• _TRY IT_
All lines in the records that carry the string "headscarf" are to be shown.

• _GIVEN DATA_
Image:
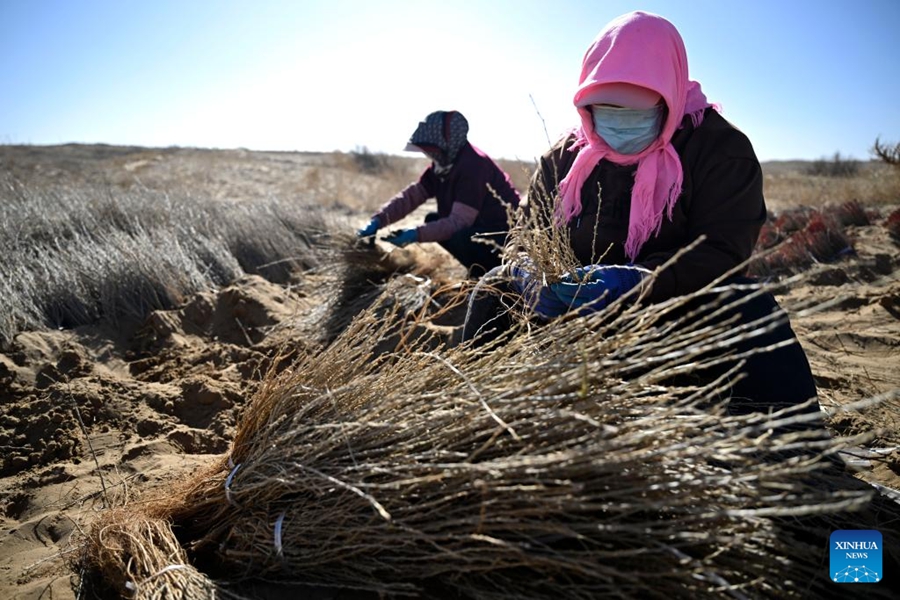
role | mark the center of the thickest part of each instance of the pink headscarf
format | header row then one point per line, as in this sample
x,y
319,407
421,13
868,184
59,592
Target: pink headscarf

• _RESULT FOR THIS EXERCISE_
role | mark the center of the thickest part of each instance of the pink headscarf
Target: pink headscarf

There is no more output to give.